# Start of Items
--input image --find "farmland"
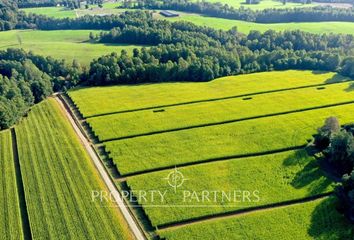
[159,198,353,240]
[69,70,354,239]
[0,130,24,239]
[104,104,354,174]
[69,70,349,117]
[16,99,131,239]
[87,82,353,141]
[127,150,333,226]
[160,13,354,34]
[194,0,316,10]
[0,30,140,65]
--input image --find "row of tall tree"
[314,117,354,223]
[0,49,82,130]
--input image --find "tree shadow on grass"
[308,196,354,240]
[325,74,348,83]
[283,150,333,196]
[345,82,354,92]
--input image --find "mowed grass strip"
# End of Items
# Start of Items
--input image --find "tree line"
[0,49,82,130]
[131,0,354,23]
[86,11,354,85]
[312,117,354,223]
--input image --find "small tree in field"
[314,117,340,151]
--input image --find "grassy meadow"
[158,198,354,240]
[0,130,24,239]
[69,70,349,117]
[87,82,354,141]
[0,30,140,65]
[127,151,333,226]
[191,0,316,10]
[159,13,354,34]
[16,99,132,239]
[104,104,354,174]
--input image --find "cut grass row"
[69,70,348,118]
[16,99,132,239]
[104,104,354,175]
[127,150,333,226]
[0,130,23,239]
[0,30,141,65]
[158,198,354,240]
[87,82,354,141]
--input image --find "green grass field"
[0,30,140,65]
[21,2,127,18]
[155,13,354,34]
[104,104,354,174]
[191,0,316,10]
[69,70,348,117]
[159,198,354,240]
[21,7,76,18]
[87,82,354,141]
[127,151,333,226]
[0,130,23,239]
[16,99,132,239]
# End of Items
# Start of Items
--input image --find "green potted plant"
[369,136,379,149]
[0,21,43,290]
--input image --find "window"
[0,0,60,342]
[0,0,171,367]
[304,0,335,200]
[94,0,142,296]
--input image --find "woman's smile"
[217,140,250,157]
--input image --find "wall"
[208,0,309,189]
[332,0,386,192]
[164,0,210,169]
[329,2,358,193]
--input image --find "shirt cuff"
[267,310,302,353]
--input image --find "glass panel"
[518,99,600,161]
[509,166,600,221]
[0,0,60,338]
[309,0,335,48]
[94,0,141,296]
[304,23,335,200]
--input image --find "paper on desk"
# End of Items
Extract every line in the records above that contains the word "green". Matching is case-sensitive.

--input image --find "green grass field"
--input image --find "green potted plant"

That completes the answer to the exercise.